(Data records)
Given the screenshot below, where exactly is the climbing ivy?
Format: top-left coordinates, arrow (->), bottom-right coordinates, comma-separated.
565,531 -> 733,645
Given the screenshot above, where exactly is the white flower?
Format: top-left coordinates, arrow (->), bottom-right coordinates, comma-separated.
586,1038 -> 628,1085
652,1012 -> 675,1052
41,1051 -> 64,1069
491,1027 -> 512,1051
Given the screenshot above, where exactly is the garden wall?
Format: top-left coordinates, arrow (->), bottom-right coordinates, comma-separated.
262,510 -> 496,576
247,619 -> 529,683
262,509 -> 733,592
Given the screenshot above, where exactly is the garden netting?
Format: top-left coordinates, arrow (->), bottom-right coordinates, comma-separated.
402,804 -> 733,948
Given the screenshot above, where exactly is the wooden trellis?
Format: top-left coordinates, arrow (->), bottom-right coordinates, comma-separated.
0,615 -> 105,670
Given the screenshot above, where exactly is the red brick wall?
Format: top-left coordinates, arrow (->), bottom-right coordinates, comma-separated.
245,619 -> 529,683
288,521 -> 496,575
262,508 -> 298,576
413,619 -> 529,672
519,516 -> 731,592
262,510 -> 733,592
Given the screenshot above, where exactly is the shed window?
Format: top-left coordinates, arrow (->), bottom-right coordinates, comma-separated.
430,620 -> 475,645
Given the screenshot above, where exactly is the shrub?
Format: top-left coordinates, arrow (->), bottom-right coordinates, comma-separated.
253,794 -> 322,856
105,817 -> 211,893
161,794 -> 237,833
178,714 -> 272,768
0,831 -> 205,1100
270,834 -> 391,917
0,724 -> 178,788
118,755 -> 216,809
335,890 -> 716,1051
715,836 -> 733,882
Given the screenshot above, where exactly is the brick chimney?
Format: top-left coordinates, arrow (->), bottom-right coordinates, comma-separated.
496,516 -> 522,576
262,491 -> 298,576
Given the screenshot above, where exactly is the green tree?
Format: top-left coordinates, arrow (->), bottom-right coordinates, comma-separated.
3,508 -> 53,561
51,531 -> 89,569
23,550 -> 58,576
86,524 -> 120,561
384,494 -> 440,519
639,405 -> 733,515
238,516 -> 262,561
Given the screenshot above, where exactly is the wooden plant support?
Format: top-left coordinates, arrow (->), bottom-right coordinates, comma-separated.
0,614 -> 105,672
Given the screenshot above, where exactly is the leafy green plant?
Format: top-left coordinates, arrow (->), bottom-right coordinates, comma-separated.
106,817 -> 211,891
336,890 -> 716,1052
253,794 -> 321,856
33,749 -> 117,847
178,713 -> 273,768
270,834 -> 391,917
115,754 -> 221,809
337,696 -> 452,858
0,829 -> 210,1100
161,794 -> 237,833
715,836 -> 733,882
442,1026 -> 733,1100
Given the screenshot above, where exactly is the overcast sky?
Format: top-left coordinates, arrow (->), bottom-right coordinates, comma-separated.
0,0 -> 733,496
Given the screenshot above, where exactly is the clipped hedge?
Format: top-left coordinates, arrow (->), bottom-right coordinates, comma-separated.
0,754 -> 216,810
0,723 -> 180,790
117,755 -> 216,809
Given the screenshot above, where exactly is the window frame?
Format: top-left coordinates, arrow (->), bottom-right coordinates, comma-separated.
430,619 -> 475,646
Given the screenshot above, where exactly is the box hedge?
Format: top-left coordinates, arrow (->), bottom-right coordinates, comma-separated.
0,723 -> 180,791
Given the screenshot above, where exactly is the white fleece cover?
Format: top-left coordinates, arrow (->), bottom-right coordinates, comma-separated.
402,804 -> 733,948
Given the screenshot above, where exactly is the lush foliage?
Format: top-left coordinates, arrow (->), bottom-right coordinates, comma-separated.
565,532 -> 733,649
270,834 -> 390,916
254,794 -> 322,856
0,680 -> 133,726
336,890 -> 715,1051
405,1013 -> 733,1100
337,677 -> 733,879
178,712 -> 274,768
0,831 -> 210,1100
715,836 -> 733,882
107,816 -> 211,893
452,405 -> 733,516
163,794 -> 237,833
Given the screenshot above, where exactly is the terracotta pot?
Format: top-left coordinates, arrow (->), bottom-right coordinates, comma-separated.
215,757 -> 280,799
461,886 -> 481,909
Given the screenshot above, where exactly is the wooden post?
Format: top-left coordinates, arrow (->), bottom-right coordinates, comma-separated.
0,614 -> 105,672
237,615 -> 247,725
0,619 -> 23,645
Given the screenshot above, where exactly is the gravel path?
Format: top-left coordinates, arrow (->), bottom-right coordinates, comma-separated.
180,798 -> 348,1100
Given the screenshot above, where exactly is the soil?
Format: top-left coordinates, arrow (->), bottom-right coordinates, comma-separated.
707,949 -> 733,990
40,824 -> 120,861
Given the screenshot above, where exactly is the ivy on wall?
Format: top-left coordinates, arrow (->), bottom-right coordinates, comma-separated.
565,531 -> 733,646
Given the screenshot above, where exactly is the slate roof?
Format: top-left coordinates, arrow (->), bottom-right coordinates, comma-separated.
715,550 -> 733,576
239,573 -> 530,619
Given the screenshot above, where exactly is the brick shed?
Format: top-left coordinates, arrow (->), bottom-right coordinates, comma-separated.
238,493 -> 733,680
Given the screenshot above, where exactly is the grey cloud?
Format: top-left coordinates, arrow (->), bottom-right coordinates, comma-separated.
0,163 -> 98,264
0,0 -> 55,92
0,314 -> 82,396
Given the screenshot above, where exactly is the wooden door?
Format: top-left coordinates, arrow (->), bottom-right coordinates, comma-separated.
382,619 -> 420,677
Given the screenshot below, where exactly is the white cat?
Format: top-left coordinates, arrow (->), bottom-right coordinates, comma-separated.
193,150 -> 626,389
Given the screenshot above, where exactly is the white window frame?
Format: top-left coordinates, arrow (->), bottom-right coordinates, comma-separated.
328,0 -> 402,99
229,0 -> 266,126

▶ Task: Arrange everything in the records above from the line containing "Given the screenshot above, where exactly is the white flower?" down to the line containing "262,509 -> 733,592", both included, as a numbered list with blank lines left out.

▶ Result of this task:
1. Given the screenshot above, where exactly is the white flower?
2. Format: top-left coordinates, arrow (->), bottom-right coordinates, comma-separated.
3. 586,1038 -> 628,1085
4. 652,1012 -> 675,1052
5. 41,1051 -> 64,1069
6. 491,1027 -> 512,1051
7. Given the screenshot above, where exactly is the garden wall?
8. Format: top-left coordinates, arrow (->), bottom-right coordinates, comma-separated.
9. 262,510 -> 496,576
10. 247,619 -> 529,683
11. 262,509 -> 733,592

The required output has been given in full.